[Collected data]
━━━━━━

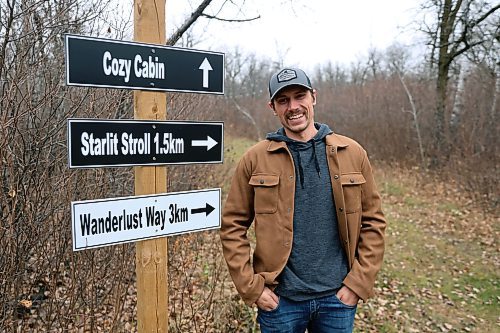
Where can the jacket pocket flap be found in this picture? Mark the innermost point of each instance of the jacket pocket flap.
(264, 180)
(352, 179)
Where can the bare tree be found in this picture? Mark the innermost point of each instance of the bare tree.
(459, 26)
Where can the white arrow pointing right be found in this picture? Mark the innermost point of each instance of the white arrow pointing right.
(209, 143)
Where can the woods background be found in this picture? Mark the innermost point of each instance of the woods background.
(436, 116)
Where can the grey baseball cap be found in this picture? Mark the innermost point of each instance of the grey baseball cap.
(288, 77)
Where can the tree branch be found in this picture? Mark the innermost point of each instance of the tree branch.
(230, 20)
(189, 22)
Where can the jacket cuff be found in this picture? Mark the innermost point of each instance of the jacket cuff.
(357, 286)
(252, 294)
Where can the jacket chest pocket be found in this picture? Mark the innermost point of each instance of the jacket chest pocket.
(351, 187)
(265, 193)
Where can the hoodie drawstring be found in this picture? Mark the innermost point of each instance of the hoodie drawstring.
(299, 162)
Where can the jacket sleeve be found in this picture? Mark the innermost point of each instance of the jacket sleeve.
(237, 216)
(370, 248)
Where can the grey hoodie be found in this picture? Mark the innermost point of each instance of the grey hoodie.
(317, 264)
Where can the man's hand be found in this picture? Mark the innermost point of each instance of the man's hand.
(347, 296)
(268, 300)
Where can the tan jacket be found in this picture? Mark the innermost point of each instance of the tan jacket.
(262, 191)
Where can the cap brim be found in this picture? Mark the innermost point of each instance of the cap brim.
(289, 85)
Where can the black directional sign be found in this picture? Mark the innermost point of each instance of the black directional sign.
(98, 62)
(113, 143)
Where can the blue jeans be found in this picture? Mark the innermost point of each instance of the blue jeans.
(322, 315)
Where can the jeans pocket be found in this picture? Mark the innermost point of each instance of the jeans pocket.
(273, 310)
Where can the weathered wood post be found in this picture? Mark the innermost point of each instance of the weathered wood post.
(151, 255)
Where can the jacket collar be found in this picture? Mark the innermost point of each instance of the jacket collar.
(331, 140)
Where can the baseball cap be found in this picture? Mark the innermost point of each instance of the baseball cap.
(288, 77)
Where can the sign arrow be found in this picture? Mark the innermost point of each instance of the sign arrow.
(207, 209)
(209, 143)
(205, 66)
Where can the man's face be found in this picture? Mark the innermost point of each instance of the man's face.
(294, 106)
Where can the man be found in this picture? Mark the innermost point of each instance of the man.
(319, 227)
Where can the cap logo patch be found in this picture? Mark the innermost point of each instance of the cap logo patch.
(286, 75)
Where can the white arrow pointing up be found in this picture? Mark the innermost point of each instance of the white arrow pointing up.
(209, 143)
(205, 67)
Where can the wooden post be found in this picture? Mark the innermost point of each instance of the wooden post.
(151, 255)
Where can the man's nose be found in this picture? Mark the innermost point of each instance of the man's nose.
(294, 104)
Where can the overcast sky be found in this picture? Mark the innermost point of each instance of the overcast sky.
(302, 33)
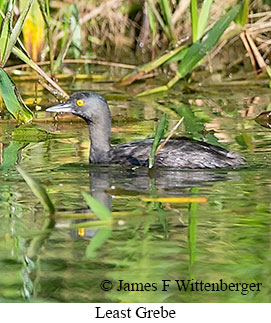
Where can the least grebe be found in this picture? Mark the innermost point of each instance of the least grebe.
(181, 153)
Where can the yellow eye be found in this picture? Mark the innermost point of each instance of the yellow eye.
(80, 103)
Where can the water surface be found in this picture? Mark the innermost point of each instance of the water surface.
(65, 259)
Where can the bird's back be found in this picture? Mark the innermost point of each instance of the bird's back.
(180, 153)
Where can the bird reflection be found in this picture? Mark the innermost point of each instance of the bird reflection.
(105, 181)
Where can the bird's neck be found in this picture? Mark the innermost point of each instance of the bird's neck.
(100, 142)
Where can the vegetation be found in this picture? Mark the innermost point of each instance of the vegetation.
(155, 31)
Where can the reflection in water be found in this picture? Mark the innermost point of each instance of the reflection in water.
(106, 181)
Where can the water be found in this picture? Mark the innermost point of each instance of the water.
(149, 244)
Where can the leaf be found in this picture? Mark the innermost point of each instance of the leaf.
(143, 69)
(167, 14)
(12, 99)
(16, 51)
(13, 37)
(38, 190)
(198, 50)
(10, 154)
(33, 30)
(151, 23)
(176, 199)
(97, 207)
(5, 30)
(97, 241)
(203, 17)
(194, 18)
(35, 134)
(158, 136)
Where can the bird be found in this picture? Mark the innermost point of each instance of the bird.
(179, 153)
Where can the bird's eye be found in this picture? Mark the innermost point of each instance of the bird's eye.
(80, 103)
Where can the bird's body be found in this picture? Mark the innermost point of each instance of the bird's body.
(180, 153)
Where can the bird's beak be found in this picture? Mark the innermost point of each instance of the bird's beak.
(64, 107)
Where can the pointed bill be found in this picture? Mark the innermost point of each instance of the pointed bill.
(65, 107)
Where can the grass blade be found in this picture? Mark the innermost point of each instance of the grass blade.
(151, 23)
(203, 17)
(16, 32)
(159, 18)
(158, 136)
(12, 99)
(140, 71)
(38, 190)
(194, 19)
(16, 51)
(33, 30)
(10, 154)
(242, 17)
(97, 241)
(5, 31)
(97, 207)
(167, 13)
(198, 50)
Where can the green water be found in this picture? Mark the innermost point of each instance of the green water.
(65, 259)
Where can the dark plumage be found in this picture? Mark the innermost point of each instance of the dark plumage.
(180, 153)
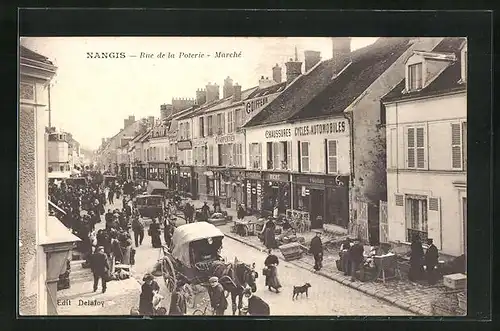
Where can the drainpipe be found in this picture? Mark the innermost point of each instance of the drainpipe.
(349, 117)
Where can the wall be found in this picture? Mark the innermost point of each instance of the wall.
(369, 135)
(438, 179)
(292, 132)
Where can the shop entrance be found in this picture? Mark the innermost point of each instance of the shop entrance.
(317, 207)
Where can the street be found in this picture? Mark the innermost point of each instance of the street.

━━━━━━

Prompt: Ignore the images and quote every line of the listing exactly.

Task response:
Where can the jacket pocket flap be found in this picture? Mark the innermost point of each instance of the jacket pocket flap.
(264, 180)
(352, 179)
Where can the bare tree be found in this picture? Mark the innermost point of each instance of the bare tree.
(459, 26)
Where can the white arrow pointing right be found in this picture? Mark the innermost point of each instance of the white arrow pointing right.
(209, 143)
Where can the woods background be found in this picture? Mark the innermost point of each instance of the woods background.
(436, 116)
Where can the grey baseball cap be found in this picture? Mark the innermost point of each instance of the grey baseball cap.
(288, 77)
Where can the tree branch be found in this picture? Mark the innermost point of each instance of the tree branch.
(230, 20)
(189, 22)
Where can the jacket cuff be found in this picture? Mark the innermost point of each instance of the jacket cuff.
(357, 286)
(252, 294)
Where can the jacket chest pocket be found in this picture? Mark the innermost point of each instance of the jacket chest pocket.
(351, 187)
(265, 193)
Where can the hoodie drawstring be found in this picture? Mark the innermost point of each instance of the hoodie drawstring.
(299, 162)
Where can the jacket sleeve be found in this picture? Mark the innermost point of each instance of the jacket sleeve.
(237, 216)
(370, 248)
Where can the grey hoodie be found in this picture? Mark the innermost point of each instance of the grey hoodie.
(317, 264)
Where can the man's hand be found in this picture? Mark the innermost point of each instance of the man's hand.
(347, 296)
(268, 300)
Where can the tan jacket be found in this picture? Mark the innermost point of each instance of the tan jacket.
(262, 191)
Where can the cap brim be found in this picture? Mark the innermost point of each instance of the cap brim.
(289, 85)
Where can the black directional sign be found in this picture? Mark the innermost point of each instance of the black directional sign.
(98, 62)
(113, 143)
Where can the blue jeans be found in this picture? Mark the innermost point of each instance of the blue jeans.
(322, 315)
Where can the jeans pocket be found in this picture? Mark the innermost point of each instance of the jeans pocket.
(273, 310)
Where can the weathered wood post be found in this picture? Mark the innermost point of each instance of the weathered wood post.
(151, 255)
Where can the jacket collar be found in this picture? Mark the innermost point of each instance of the jacket collar.
(331, 140)
Where can the baseball cap be found in this picture? Mark the innermost point of each instance of the baseball cap.
(288, 77)
Where can the sign arrow be found in this picture? Mark the innermost point of each instance of the sign arrow.
(207, 209)
(209, 143)
(205, 66)
Where can the man's face be found in this picture? Mark the innermost point of each instance of the man's face.
(294, 106)
Where can the man be found in this picture? Mark the innermost point of each instance of the man.
(319, 227)
Where can the cap logo patch be found in this picture? Mark the innermost point of each instance of the cap logo patch.
(286, 75)
Where can the white arrow pointing up be found in this picture? Mark the innermost point of each instance of the white arrow pointing up.
(209, 143)
(205, 67)
Where can the wooden post be found in this picture? Mark the innermost point of each instance of the wooden post.
(151, 255)
Where can the man's nose be found in this picture? Mark the innermost point of each instance of the man's nose.
(294, 104)
Where can the overcast sky be found in this picture? Mark the innermost point of each instance of the overcast sky.
(302, 33)
Where can the least grebe be found in this picture? Mark the innermost point of each instance of the least grebe.
(181, 153)
Where can the yellow eye be found in this picture? Mark the innermost point of each instance of the yellow eye.
(80, 103)
Where can the water surface be found in this picture? Mark the innermost point of each instance of the water surface.
(65, 259)
Where can the bird's back be found in this picture? Mark the innermost point of each instance of the bird's back.
(180, 153)
Where can the bird reflection be found in this picture? Mark the innermost point of each instance of the bird reflection.
(105, 181)
Where can the bird's neck be found in this picture? Mark the innermost point of each instance of the bird's neck.
(100, 142)
Where can the vegetation be found in this picture? Mark the innermost point of each instance of the vegetation.
(155, 31)
Where can the reflection in water be found in this picture? Mark the innermost point of each instance of the reflection in water.
(106, 181)
Where can the water be found in this picture? Mark the innermost point of each instance of the water.
(149, 244)
Where can the leaf be found in this picture? Mark the innermost point of each instance of the leaf.
(143, 69)
(167, 14)
(12, 99)
(16, 51)
(13, 37)
(38, 190)
(198, 50)
(10, 154)
(33, 30)
(151, 23)
(176, 199)
(97, 207)
(5, 30)
(97, 241)
(203, 17)
(194, 18)
(35, 134)
(158, 136)
Where can the bird be found in this picture? Mark the innermost point of each instance of the bird.
(179, 153)
Where can the bird's eye be found in this picture? Mark the innermost point of each instance of the bird's eye.
(80, 103)
Where can the bird's body be found in this picture? Mark the innermost point of each instance of the bird's body.
(180, 153)
Where can the bird's beak be found in this picture? Mark the innermost point of each instance of the bird's beak.
(64, 107)
Where can the pointed bill be found in this picture? Mark the innermost point of each instance of the pointed bill.
(65, 107)
Where can the grass blade be found in this picture? Mark the innermost point of each instance of the grass blade.
(151, 23)
(203, 17)
(16, 32)
(159, 18)
(158, 136)
(12, 99)
(140, 71)
(38, 190)
(194, 19)
(16, 51)
(33, 30)
(10, 154)
(242, 17)
(97, 241)
(5, 31)
(97, 207)
(167, 13)
(198, 50)
Where can the green water be found in this picture? Mark the innermost point of each instance of the green water.
(65, 259)
Where can the dark plumage be found in this picture? Mark the innermost point of each instance of the dark plumage.
(180, 153)
Where can the drainpipe be found in this picture? Mark the innermost point of each instance of the drainpipe.
(349, 117)
Where can the wall be found in this picture? Mark the innermost point of each instance of the wall.
(369, 135)
(438, 179)
(292, 132)
Where can the shop entrance be found in this picture? Mark the innermost point of each instance of the shop entrance.
(317, 207)
Where can the street be found in this picture? Mark the innermost point of each instance of the street.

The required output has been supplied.